◆ Input data
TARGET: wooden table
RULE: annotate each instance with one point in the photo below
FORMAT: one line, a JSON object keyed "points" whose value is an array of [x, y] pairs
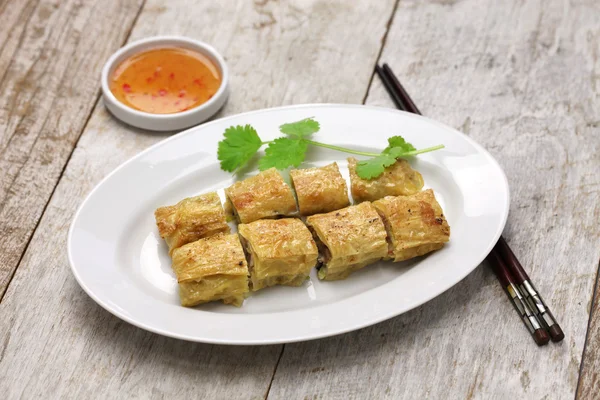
{"points": [[520, 77]]}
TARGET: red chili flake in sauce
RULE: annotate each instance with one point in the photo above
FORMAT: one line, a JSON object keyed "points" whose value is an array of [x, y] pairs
{"points": [[163, 74]]}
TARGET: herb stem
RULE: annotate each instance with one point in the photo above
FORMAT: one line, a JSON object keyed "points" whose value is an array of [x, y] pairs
{"points": [[345, 150], [421, 151]]}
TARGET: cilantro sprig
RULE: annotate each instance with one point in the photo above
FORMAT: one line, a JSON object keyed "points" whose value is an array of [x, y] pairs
{"points": [[241, 143]]}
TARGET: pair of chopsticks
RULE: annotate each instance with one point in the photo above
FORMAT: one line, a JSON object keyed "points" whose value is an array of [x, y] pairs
{"points": [[532, 309]]}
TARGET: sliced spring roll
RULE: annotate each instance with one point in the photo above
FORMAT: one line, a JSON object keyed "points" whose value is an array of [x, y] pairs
{"points": [[211, 269], [191, 219], [280, 252], [398, 179], [415, 224], [348, 240], [320, 190], [265, 195]]}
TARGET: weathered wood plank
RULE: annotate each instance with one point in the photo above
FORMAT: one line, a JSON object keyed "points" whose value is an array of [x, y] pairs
{"points": [[55, 340], [589, 380], [522, 79], [50, 56]]}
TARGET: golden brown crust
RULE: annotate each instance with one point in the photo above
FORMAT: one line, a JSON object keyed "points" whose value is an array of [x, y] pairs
{"points": [[416, 224], [282, 252], [210, 269], [398, 179], [320, 190], [191, 219], [354, 237], [265, 195]]}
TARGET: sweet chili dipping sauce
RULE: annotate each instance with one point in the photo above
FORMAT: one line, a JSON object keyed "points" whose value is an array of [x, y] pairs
{"points": [[165, 80]]}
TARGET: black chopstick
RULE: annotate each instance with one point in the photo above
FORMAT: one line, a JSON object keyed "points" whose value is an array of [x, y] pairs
{"points": [[410, 105], [504, 262], [539, 334], [393, 94], [530, 292]]}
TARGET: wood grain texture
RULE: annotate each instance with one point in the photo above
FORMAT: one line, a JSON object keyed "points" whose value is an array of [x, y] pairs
{"points": [[50, 57], [522, 79], [589, 379], [55, 341]]}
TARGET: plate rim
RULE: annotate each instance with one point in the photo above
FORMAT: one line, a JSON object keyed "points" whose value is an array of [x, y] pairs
{"points": [[365, 322]]}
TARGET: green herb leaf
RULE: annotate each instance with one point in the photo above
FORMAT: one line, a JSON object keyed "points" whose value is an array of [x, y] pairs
{"points": [[238, 147], [283, 153], [398, 142], [372, 168], [300, 129]]}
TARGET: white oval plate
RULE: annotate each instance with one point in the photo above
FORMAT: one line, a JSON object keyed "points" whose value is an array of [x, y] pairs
{"points": [[119, 259]]}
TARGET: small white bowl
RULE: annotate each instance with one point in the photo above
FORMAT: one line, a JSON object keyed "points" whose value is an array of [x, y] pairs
{"points": [[165, 122]]}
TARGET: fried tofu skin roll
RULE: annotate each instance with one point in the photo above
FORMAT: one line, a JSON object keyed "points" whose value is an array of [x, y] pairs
{"points": [[416, 224], [265, 195], [320, 190], [348, 240], [191, 219], [211, 269], [398, 179], [280, 252]]}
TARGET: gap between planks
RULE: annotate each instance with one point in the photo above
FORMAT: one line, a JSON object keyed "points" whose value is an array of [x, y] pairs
{"points": [[593, 305], [87, 120], [388, 25]]}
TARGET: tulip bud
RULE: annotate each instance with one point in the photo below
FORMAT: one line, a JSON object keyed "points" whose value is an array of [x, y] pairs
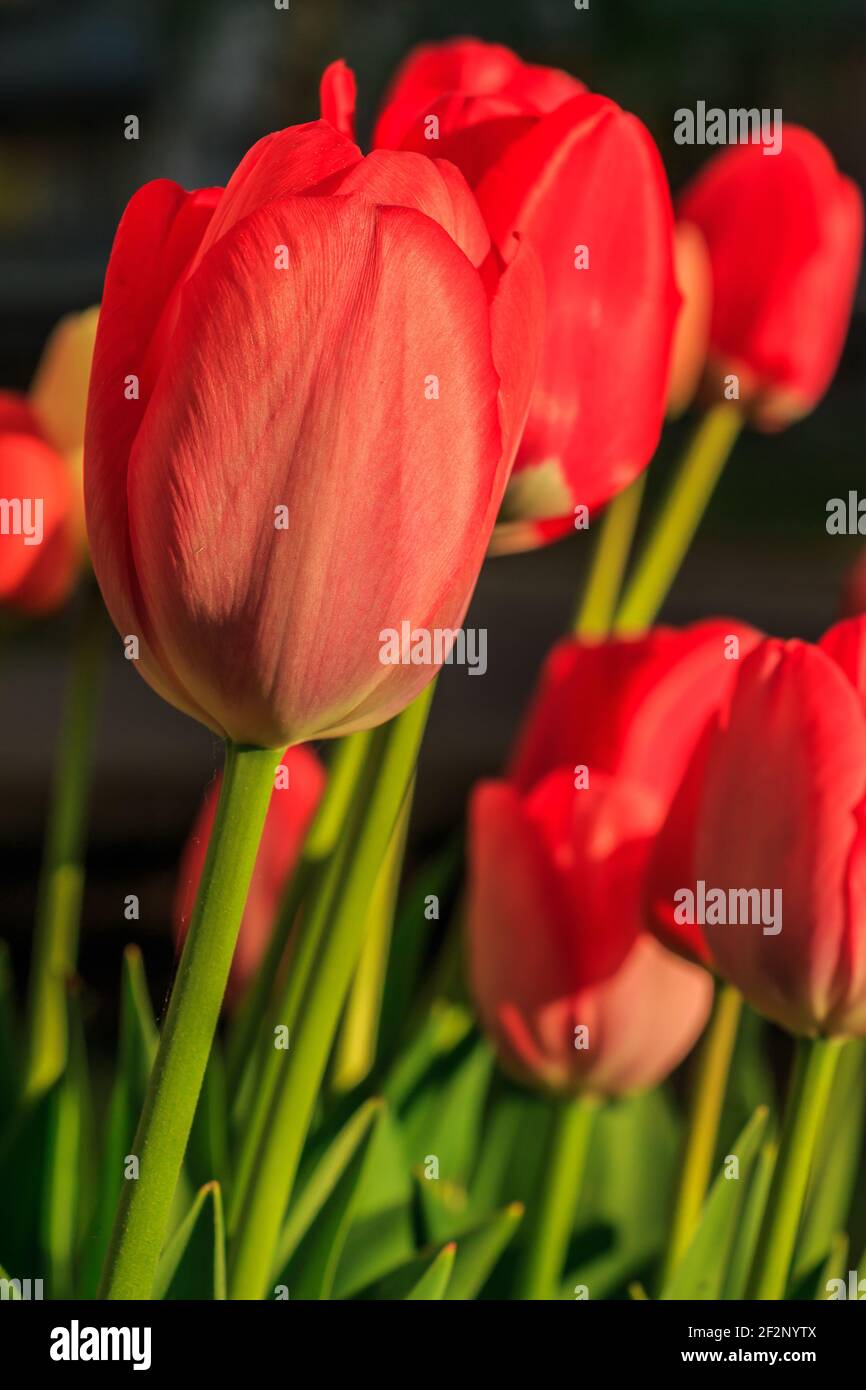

◆ Exercise
Rewrite the listing from the line containing "TARGET: tulip bud" through the end of the listing, changing "annotate each instance" to "mark every instance" and leaving everything else as it is. Omit the pictures from your answer.

◆ Output below
TARGET: tulip bud
RULE: mark every instance with one point in the photo below
FORMAT: one line, a JSON object keyed "points" whose value is an array of [x, y] pairs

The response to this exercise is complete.